*課題 A*.
三角関数の微分に関する文章について答えてください。
(i) 多くの場合、ネックとなるのは何の証明ですか?
(ii) 高校教科書では sin, cos の微分に何の公式を用いていますか?
(iii) 大学数学では、sin(x), cos(x) の定義とπの定義はどの分野の教科書で紹介されますか?

*提供テキスト*.
-*-*-

私たちは高校数学で, sin(x), cos(x) の微分可能性を習います.
しかし, 高校教科書に実際に書いてある証明は,
論理的には厳密ではありません.
多くの場合,
lim_{x→0, x≠0}(sin(x))/x = 1
の証明がネックとなりますね.
問題なのは, 高校教科書では sin, cos の微分に扇形の面積の公式を用い,
扇形や円の面積の公式の証明に又, sin, cos の微分を用いているので,
循環論法になってしまっているということです.
更に言うならば, 小学校で習う円の面積の公式の証明
(扇型に細かく細分して並べ替えて, 極限を取って, 長方形に近づけるやつです.)
を厳密に書き直すと, 論理的には
lim _{n → ∞} 2n sin (π/2n) = πと言う公式が必要となるので,
二重の意味での循環論法となってしまっています.
大学数学では, この困難を回避する形で, 解析学の教科書で,
sin(x), cos(x) の定義, πの定義が紹介されますが,
教科書によっては, 解析的すぎる定義を採用しているきらいもあり,
わかりづらいものもあります.

-*-*-

*入力データ*.
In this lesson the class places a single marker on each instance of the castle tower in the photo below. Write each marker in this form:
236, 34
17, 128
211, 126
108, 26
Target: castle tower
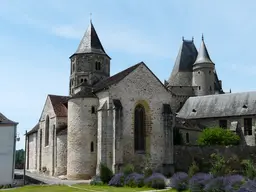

-*-*-

*課題 B*. 上の記録をすべて、「castle tower」を「clock tower」に置き換え、ほかは一切変えずに更新した形で示してもらえますか? 画像は含めないでください。

*解答全文 A*.
(i) lim_{x→0, x≠0}(sin(x))/x = 1 の証明
(ii) 扇形の面積の公式
(iii) 解析学の教科書

*解答全文 B*.
In this lesson the class places a single marker on each instance of the clock tower in the photo below. Write each marker in this form:
236, 34
17, 128
211, 126
108, 26
Target: clock tower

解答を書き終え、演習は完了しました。